Task requirements » Starting at the line with "Query: man's right hand", retype each line exactly up to and including the final line of the records below.

Data extracts »
··········

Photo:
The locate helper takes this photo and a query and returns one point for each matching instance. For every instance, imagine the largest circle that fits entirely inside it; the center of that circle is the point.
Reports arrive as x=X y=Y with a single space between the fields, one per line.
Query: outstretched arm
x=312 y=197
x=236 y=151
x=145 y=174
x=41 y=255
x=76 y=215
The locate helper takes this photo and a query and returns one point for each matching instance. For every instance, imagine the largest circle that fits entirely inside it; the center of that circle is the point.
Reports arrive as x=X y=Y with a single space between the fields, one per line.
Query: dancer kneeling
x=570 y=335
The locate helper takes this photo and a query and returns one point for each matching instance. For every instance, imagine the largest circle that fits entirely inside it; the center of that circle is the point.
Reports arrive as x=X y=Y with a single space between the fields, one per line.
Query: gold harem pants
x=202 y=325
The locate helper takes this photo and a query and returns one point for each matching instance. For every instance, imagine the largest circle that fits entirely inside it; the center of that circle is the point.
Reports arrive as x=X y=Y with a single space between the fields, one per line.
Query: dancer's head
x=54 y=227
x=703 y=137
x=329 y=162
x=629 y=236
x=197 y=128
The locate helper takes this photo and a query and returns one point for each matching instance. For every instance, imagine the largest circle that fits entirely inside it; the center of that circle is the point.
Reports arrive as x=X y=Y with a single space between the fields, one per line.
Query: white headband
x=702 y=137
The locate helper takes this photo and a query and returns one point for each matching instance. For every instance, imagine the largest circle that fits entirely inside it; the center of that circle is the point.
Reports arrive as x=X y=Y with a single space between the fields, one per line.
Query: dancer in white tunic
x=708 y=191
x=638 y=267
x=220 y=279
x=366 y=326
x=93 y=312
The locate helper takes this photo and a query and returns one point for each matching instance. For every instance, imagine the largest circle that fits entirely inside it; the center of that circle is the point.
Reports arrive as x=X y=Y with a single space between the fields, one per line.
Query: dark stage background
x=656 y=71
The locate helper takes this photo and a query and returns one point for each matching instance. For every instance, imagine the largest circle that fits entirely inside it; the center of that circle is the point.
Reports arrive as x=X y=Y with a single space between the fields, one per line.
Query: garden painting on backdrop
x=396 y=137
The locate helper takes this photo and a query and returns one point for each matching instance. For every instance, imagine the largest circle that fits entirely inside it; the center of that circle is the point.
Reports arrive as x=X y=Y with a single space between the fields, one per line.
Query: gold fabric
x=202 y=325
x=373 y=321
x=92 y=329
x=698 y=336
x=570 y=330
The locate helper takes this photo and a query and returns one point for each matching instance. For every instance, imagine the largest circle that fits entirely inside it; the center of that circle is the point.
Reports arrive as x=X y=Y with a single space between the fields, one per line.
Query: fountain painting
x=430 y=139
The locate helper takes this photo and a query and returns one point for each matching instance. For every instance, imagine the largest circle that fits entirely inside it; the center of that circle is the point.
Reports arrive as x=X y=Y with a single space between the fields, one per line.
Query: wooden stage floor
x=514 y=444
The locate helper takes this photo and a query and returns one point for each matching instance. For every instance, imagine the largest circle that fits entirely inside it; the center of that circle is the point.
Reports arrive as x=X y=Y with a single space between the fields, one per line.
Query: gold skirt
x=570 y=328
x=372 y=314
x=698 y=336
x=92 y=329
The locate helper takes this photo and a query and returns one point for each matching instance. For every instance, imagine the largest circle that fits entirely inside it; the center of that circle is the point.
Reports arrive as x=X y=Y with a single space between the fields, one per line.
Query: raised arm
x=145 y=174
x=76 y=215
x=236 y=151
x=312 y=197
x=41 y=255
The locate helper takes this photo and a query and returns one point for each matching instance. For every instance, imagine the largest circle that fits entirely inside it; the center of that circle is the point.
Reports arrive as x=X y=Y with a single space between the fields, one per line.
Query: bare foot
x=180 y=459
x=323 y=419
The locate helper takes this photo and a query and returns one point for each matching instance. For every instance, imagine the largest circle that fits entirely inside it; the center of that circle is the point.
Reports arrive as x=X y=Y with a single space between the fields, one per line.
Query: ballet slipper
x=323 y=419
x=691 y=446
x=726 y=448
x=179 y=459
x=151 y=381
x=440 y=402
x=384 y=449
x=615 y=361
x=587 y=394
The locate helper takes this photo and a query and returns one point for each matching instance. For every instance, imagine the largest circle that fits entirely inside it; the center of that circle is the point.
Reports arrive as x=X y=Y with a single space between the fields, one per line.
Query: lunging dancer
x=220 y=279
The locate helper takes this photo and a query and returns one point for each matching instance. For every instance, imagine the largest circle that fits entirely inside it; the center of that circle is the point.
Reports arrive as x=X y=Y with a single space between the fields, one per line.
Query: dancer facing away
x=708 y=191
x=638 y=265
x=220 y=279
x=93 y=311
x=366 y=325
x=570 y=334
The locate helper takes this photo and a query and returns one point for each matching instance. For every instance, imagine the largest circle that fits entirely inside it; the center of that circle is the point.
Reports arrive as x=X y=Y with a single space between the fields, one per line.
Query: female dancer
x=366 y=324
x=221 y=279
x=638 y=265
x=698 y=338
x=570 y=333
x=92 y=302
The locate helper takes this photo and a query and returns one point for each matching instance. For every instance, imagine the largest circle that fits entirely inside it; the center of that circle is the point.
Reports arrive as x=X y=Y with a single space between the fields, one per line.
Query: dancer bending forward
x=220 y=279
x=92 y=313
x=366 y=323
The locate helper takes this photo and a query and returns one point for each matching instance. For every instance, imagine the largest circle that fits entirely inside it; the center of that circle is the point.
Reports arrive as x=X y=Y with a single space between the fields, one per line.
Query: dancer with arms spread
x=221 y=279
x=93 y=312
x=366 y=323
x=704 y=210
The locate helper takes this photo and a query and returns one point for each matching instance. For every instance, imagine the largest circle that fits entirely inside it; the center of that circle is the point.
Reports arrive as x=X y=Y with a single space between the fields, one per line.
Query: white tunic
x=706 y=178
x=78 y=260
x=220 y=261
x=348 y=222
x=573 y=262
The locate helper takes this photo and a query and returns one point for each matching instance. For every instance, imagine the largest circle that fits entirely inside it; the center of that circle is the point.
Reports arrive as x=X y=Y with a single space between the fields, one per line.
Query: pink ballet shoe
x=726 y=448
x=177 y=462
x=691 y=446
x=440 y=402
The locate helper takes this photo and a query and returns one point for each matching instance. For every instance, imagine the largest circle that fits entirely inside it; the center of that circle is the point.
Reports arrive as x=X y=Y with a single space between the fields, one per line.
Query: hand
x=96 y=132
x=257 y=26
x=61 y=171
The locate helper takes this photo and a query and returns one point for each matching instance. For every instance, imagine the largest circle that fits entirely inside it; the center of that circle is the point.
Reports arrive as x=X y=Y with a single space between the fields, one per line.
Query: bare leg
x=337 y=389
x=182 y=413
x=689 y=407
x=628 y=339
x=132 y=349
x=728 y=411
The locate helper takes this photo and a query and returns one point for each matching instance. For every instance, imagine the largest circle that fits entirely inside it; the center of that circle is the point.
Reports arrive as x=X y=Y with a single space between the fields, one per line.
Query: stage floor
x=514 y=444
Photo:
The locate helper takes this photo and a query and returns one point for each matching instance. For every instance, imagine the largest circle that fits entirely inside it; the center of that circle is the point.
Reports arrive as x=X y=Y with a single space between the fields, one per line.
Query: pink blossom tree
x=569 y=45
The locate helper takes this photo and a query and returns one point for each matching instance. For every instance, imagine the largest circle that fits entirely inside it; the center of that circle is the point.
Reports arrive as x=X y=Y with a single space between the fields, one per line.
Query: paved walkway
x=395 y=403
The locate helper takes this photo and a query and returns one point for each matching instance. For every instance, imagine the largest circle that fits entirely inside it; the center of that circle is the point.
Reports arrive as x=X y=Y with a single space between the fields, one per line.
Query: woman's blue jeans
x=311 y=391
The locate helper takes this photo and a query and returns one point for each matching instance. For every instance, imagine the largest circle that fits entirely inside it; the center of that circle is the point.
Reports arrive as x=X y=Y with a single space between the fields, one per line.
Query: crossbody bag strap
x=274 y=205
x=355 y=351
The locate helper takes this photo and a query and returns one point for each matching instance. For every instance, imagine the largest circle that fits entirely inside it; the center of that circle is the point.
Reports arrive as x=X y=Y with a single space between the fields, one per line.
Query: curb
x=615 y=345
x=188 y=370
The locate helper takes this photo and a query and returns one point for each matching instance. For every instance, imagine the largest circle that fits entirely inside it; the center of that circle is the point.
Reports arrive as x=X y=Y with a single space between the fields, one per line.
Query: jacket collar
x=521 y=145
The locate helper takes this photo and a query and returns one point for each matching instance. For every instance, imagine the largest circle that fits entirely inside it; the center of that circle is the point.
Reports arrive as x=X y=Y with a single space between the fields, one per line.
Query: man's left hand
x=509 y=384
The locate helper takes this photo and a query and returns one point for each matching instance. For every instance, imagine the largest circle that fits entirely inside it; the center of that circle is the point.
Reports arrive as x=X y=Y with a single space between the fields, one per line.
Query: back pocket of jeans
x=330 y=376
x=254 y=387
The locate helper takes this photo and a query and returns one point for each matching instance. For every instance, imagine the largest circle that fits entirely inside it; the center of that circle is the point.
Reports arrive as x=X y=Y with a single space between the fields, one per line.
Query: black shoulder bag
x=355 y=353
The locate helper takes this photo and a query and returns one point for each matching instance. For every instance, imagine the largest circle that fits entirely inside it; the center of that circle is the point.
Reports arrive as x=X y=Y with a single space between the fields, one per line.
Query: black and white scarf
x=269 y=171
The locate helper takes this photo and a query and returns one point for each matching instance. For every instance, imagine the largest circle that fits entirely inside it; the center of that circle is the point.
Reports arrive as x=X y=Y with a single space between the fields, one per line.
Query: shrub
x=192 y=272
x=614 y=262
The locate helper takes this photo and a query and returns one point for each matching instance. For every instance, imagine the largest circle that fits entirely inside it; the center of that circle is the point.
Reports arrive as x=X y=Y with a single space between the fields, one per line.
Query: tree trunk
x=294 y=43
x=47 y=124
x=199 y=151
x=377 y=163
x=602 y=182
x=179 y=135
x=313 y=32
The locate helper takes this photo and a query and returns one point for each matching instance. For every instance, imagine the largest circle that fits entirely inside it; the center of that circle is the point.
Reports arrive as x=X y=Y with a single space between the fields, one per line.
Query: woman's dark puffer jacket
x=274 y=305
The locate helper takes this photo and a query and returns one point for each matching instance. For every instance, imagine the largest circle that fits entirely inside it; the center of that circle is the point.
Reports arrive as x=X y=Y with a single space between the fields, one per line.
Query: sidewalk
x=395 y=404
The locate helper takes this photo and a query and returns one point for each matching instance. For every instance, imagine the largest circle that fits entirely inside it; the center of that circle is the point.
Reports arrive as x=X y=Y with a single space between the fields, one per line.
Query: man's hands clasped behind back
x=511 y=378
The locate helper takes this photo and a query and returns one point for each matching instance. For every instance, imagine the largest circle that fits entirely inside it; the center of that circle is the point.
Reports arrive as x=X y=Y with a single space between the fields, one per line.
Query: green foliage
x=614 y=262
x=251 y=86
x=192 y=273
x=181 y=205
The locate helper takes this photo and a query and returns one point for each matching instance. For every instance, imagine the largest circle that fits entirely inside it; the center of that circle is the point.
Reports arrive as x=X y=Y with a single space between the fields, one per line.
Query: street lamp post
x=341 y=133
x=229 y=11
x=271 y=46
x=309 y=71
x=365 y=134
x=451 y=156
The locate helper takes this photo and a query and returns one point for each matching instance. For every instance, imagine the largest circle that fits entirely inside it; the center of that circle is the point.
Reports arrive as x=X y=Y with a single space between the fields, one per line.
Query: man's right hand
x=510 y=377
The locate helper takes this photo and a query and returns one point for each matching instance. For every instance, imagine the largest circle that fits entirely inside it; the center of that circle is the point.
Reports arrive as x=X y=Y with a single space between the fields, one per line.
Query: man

··········

Final answer »
Query: man's right hand
x=510 y=377
The locate helper takes this photo and a query and returns one point for each matching instance. For every instance, imagine the largest circle that fits entirely inside it; the center of that circle is the point.
Reports arrive as x=X y=Y with a single space between the fields, one per line.
Query: man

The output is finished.